Can you give these lines back with "Found" swapped for "Result" everywhere it occurs, leaving everything else untouched?

*** TASK INPUTS

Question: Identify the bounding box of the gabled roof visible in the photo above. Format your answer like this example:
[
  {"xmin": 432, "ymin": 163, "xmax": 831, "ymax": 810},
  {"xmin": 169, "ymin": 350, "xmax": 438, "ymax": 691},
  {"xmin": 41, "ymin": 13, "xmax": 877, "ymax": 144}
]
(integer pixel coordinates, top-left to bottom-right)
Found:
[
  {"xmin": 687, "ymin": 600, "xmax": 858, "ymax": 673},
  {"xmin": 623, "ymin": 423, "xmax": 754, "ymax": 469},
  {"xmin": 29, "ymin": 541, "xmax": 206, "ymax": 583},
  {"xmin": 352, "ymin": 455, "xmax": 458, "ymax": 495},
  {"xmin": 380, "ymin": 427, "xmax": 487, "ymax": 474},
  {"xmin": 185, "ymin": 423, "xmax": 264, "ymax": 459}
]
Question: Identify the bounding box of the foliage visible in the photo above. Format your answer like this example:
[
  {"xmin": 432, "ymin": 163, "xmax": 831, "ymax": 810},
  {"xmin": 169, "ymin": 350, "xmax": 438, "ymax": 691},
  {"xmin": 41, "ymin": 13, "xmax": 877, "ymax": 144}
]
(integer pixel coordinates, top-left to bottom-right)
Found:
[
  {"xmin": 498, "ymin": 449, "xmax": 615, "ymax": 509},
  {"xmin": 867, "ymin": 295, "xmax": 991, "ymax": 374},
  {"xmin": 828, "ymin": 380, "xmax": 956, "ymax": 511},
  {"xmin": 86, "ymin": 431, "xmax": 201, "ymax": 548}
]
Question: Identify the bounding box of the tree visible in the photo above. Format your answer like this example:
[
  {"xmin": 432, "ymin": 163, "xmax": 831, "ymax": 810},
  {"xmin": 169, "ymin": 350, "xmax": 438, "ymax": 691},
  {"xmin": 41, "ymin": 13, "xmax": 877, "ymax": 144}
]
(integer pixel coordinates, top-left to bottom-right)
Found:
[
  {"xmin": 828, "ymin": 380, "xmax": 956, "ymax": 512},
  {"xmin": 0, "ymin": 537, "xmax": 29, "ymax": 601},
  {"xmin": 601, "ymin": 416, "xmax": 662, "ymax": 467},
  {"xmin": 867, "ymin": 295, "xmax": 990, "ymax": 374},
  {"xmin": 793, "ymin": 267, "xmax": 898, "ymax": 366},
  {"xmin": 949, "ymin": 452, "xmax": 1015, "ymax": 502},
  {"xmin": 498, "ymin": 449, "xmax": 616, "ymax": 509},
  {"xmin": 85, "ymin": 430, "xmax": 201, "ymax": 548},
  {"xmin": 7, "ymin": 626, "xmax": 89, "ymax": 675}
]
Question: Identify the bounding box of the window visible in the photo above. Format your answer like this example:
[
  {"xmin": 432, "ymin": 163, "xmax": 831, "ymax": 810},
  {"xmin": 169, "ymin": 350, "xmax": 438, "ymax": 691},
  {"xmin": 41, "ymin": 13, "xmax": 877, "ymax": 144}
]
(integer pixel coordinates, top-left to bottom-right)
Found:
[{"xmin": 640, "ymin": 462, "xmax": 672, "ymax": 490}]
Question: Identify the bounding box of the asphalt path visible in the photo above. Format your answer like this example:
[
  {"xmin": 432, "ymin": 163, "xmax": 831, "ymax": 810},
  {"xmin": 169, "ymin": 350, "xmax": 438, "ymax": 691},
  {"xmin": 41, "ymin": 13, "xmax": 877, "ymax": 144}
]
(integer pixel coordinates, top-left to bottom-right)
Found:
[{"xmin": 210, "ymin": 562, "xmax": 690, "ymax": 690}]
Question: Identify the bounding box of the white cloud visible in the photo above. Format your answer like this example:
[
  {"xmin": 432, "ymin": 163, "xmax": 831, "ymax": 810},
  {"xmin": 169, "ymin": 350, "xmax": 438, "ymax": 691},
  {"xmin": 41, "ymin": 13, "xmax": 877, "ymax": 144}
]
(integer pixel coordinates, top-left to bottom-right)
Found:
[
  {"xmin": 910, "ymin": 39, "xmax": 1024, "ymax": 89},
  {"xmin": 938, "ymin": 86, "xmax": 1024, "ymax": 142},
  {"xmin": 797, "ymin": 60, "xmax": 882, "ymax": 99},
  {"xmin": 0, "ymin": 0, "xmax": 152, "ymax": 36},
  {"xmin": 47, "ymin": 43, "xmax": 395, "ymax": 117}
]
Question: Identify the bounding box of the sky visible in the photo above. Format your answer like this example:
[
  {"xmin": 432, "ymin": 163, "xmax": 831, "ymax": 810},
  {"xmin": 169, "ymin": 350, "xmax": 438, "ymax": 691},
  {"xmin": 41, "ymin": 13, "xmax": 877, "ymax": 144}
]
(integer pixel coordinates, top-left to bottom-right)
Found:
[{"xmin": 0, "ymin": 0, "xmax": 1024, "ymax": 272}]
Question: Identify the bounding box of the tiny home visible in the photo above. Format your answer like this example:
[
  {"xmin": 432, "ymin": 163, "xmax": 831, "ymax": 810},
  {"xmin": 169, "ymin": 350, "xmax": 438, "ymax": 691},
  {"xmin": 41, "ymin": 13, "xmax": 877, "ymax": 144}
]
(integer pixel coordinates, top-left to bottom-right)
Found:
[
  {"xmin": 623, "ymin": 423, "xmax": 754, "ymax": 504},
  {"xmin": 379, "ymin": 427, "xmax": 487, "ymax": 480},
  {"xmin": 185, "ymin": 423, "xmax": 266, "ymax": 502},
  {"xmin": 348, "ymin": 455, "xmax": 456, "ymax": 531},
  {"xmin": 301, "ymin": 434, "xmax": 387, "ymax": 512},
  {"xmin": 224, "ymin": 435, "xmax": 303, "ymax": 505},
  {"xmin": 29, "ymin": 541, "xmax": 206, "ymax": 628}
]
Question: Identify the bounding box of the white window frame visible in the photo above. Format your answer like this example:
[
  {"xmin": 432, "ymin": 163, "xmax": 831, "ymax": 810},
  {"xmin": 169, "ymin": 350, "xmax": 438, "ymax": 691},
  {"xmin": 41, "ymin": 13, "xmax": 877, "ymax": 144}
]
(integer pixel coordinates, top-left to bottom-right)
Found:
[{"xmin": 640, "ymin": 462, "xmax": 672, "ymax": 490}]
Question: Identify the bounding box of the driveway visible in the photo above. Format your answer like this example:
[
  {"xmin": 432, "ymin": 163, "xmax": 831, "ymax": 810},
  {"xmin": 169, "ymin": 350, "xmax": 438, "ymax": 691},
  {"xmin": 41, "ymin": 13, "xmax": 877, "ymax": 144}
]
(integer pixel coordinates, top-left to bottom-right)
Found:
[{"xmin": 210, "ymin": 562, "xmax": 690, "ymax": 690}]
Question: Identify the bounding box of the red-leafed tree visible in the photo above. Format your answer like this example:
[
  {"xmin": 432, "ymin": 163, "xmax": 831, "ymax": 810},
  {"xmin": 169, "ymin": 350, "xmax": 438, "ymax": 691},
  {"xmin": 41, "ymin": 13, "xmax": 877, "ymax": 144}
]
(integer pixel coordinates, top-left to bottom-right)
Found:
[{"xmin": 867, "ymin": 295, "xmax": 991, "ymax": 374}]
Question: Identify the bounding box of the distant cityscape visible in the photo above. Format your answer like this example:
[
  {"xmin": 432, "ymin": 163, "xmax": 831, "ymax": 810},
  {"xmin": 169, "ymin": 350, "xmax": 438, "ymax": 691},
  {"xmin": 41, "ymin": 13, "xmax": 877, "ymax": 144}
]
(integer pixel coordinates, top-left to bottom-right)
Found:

******

- RESULT OF THIS EXERCISE:
Question: Identify the bounding box of the gabled roof visible in the photo above. Format your answer like this example:
[
  {"xmin": 432, "ymin": 163, "xmax": 831, "ymax": 810},
  {"xmin": 169, "ymin": 350, "xmax": 438, "ymax": 691},
  {"xmin": 41, "ymin": 13, "xmax": 877, "ymax": 144}
]
(integer pixel coordinates, top-left to bottom-right)
Result:
[
  {"xmin": 687, "ymin": 600, "xmax": 858, "ymax": 673},
  {"xmin": 623, "ymin": 423, "xmax": 754, "ymax": 469},
  {"xmin": 29, "ymin": 541, "xmax": 206, "ymax": 583},
  {"xmin": 352, "ymin": 455, "xmax": 458, "ymax": 495},
  {"xmin": 380, "ymin": 427, "xmax": 487, "ymax": 474},
  {"xmin": 185, "ymin": 423, "xmax": 264, "ymax": 459}
]
Question: Identify the bounding box of the foliage visible in the photo above. Format your answer like this example:
[
  {"xmin": 432, "ymin": 163, "xmax": 831, "ymax": 810},
  {"xmin": 169, "ymin": 350, "xmax": 438, "ymax": 691},
  {"xmin": 41, "ymin": 13, "xmax": 877, "ymax": 144}
]
(integer pixel coordinates, top-left to bottom-right)
Result:
[
  {"xmin": 498, "ymin": 449, "xmax": 615, "ymax": 509},
  {"xmin": 867, "ymin": 295, "xmax": 991, "ymax": 374},
  {"xmin": 828, "ymin": 380, "xmax": 956, "ymax": 511},
  {"xmin": 86, "ymin": 431, "xmax": 201, "ymax": 548}
]
Question: Identify the bounding box of the tree visible in the photo above. Format your answer like this example:
[
  {"xmin": 432, "ymin": 163, "xmax": 831, "ymax": 810},
  {"xmin": 169, "ymin": 350, "xmax": 438, "ymax": 691},
  {"xmin": 41, "ymin": 13, "xmax": 877, "ymax": 144}
]
(integer pixel coordinates, top-left to bottom-right)
Result:
[
  {"xmin": 828, "ymin": 380, "xmax": 956, "ymax": 512},
  {"xmin": 0, "ymin": 537, "xmax": 29, "ymax": 601},
  {"xmin": 601, "ymin": 416, "xmax": 662, "ymax": 467},
  {"xmin": 867, "ymin": 295, "xmax": 990, "ymax": 374},
  {"xmin": 793, "ymin": 267, "xmax": 898, "ymax": 366},
  {"xmin": 949, "ymin": 452, "xmax": 1015, "ymax": 502},
  {"xmin": 498, "ymin": 449, "xmax": 616, "ymax": 509},
  {"xmin": 85, "ymin": 430, "xmax": 201, "ymax": 548},
  {"xmin": 7, "ymin": 626, "xmax": 89, "ymax": 675}
]
Question: Identify the bounding box of the window visible in the photo above. Format your answer like this example:
[
  {"xmin": 432, "ymin": 163, "xmax": 831, "ymax": 810},
  {"xmin": 169, "ymin": 350, "xmax": 438, "ymax": 691},
  {"xmin": 41, "ymin": 13, "xmax": 877, "ymax": 144}
]
(integer pixel coordinates, top-left to bottom-right)
Result:
[{"xmin": 640, "ymin": 462, "xmax": 672, "ymax": 490}]
Question: Identify the bounding box of the asphalt path visible in the photo above. Format your answer like this example:
[
  {"xmin": 432, "ymin": 163, "xmax": 831, "ymax": 810},
  {"xmin": 169, "ymin": 350, "xmax": 438, "ymax": 691},
  {"xmin": 41, "ymin": 13, "xmax": 877, "ymax": 144}
]
(integer pixel coordinates, top-left to bottom-right)
Result:
[{"xmin": 210, "ymin": 562, "xmax": 690, "ymax": 690}]
Question: Identify the bounding box of the white cloud visible in the photo above. Format your answer like this example:
[
  {"xmin": 432, "ymin": 163, "xmax": 831, "ymax": 810},
  {"xmin": 169, "ymin": 350, "xmax": 438, "ymax": 691},
  {"xmin": 41, "ymin": 13, "xmax": 877, "ymax": 144}
]
(integer pixel coordinates, top-left to bottom-right)
Result:
[
  {"xmin": 910, "ymin": 39, "xmax": 1024, "ymax": 89},
  {"xmin": 938, "ymin": 86, "xmax": 1024, "ymax": 142},
  {"xmin": 797, "ymin": 60, "xmax": 882, "ymax": 99},
  {"xmin": 0, "ymin": 0, "xmax": 152, "ymax": 36},
  {"xmin": 47, "ymin": 43, "xmax": 395, "ymax": 117}
]
Question: Identify the bounding box of the sky visible in the photo above. Format your answer like this example:
[
  {"xmin": 432, "ymin": 163, "xmax": 831, "ymax": 810},
  {"xmin": 169, "ymin": 350, "xmax": 438, "ymax": 691},
  {"xmin": 41, "ymin": 13, "xmax": 877, "ymax": 144}
]
(integer pixel coordinates, top-left to bottom-right)
Result:
[{"xmin": 0, "ymin": 0, "xmax": 1024, "ymax": 272}]
Question: Identify the bounding box of the tiny home visible in the photo above. Format your answer like this example:
[
  {"xmin": 432, "ymin": 163, "xmax": 831, "ymax": 810},
  {"xmin": 169, "ymin": 350, "xmax": 438, "ymax": 691},
  {"xmin": 41, "ymin": 13, "xmax": 877, "ymax": 144}
]
(integer pixel coordinates, top-left to bottom-right)
Result:
[
  {"xmin": 623, "ymin": 423, "xmax": 754, "ymax": 504},
  {"xmin": 379, "ymin": 427, "xmax": 487, "ymax": 480},
  {"xmin": 185, "ymin": 423, "xmax": 266, "ymax": 502},
  {"xmin": 348, "ymin": 455, "xmax": 456, "ymax": 531},
  {"xmin": 301, "ymin": 434, "xmax": 387, "ymax": 512},
  {"xmin": 224, "ymin": 435, "xmax": 303, "ymax": 505},
  {"xmin": 29, "ymin": 541, "xmax": 206, "ymax": 628}
]
Question: Identify the bounding box of the white window frame visible in the photo above. Format your answer like this example:
[
  {"xmin": 432, "ymin": 163, "xmax": 831, "ymax": 810},
  {"xmin": 169, "ymin": 350, "xmax": 438, "ymax": 691},
  {"xmin": 41, "ymin": 13, "xmax": 877, "ymax": 144}
]
(integer pixel coordinates, top-left to bottom-right)
Result:
[{"xmin": 640, "ymin": 462, "xmax": 672, "ymax": 490}]
Question: Identify the bounding box of the driveway visible in the photo above. Format your answer like this example:
[
  {"xmin": 432, "ymin": 163, "xmax": 831, "ymax": 810},
  {"xmin": 169, "ymin": 350, "xmax": 438, "ymax": 691},
  {"xmin": 41, "ymin": 13, "xmax": 877, "ymax": 144}
]
(integer pixel coordinates, top-left to bottom-right)
Result:
[{"xmin": 210, "ymin": 562, "xmax": 690, "ymax": 690}]
Question: Identify the bounding box of the red-leafed tree visible in the photo above. Format your answer like this example:
[
  {"xmin": 432, "ymin": 163, "xmax": 831, "ymax": 810},
  {"xmin": 169, "ymin": 350, "xmax": 438, "ymax": 691},
  {"xmin": 41, "ymin": 13, "xmax": 877, "ymax": 144}
]
(integer pixel coordinates, top-left to bottom-right)
Result:
[{"xmin": 867, "ymin": 295, "xmax": 991, "ymax": 374}]
Question: Identify the bounding box of the distant cityscape visible in the photo above. Format your answer like this example:
[
  {"xmin": 432, "ymin": 163, "xmax": 831, "ymax": 810},
  {"xmin": 169, "ymin": 350, "xmax": 438, "ymax": 691},
  {"xmin": 41, "ymin": 13, "xmax": 877, "ymax": 144}
]
(integer pixel coordinates, top-left to bottom-right)
Result:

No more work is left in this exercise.